The dramatic economic changes in most law firms that have occurred lately, have had profound  effects on the compensation and the attitudes of lawyers management about “leveraging associates.”

During more profitable times, firms relied on associates to record significantly more hours and bill fees that paid for their overhead and provided profits.

In the past, as firms grew rapidly and revenues expanded, there was plenty of cash to go around.  The issue of “not having enough money available to compensate partners” was not a concern for most firms.  However, the landscape has changed.  The economics of most law firms are different.

Today, most law firms cannot afford have partners who are unable to “pay their own way” in one manner or another.  More firms are expecting their partners to work harder and are evaluating partner performance carefully to determine differences in the amount and type of their compensation.  To help make this assessment, many of these firms are establishing written standards against which partner performance may be compared and upon which compensation determinations shall be made.  These written standards enable each partner to know what “counts” in the compensation process and allows partners to determine how they should direct their efforts to satisfy firm objectives.  They also allow partners to assess relative contributions to the firm, theirs and others.

Relatively few firms have attempted to apply an arithmetic driven formula to analyze each objective and subjective contribution.  The greater majority have opted for evaluation systems which enable members of the management or compensation committee to interpret subjectively the objective data and other contributions of each partner.  Most firms utilize a subjective evaluation process, supported by statistics, which requires those administering the system to be (1) flexible enough to recognize and accommodate conflicting objectives between the firm and individual partners; (2) logical, objective and fair; (3) capable of weighing the multitude of subjective factors; (4) able to recognize the changing needs and contributions of the partners as the firm evolves; and (5) being reasonably consistent when evaluating contributions of partners.  As firms have become more top-heavy with partners, those firms which have been unwilling or unable to address their approach for evaluating partner performance have experienced compensation compression at the partner level.

> _Source excerpt_:
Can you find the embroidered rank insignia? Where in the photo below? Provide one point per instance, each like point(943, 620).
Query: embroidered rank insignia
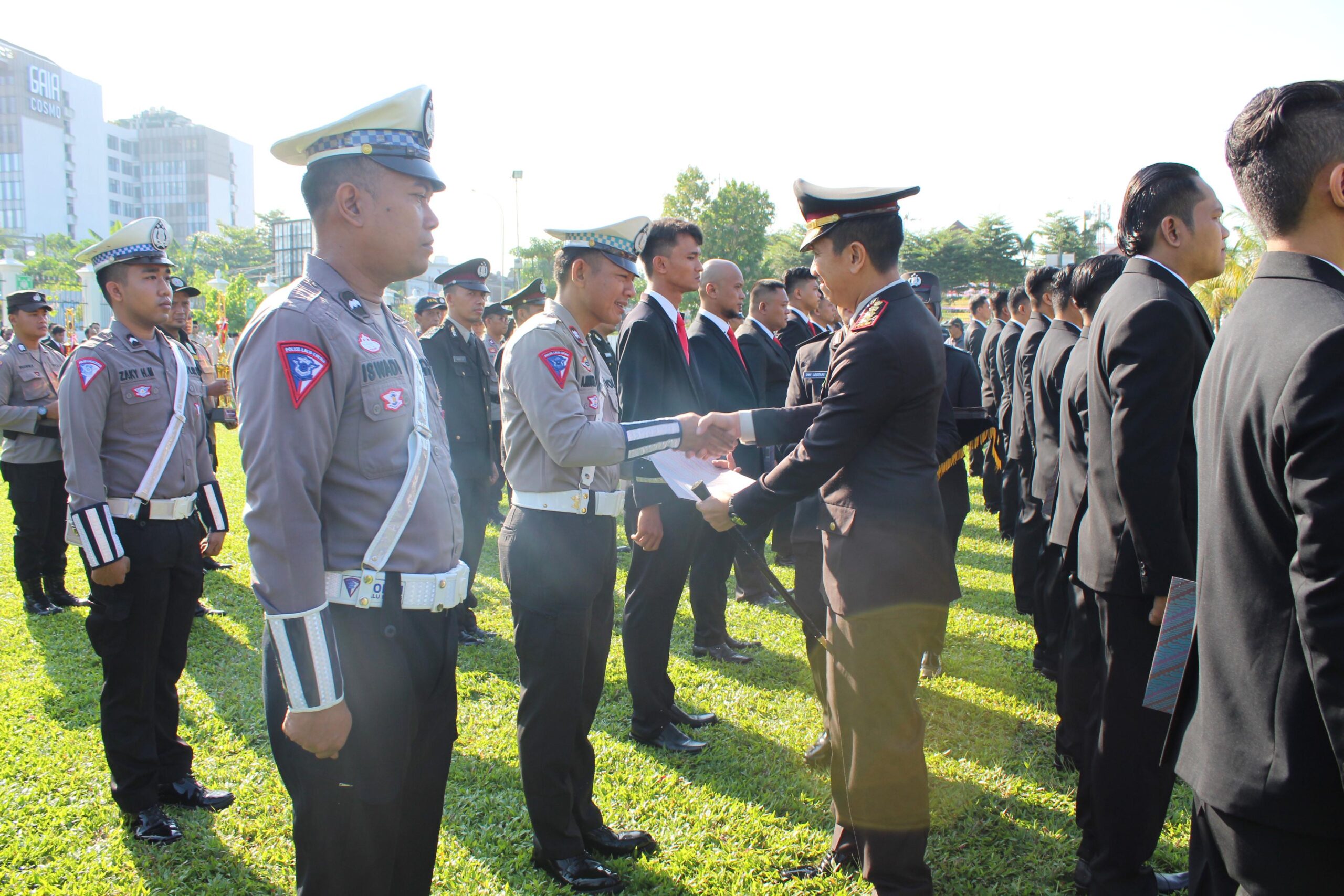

> _Direction_: Print the passage of the law firm compensation text from "During more profitable" to "firms are different.", keeping every word as it appears.

> _Expected output_:
During more profitable times, firms relied on associates to record significantly more hours and bill fees that paid for their overhead and provided profits.

In the past, as firms grew rapidly and revenues expanded, there was plenty of cash to go around.  The issue of “not having enough money available to compensate partners” was not a concern for most firms.  However, the landscape has changed.  The economics of most law firms are different.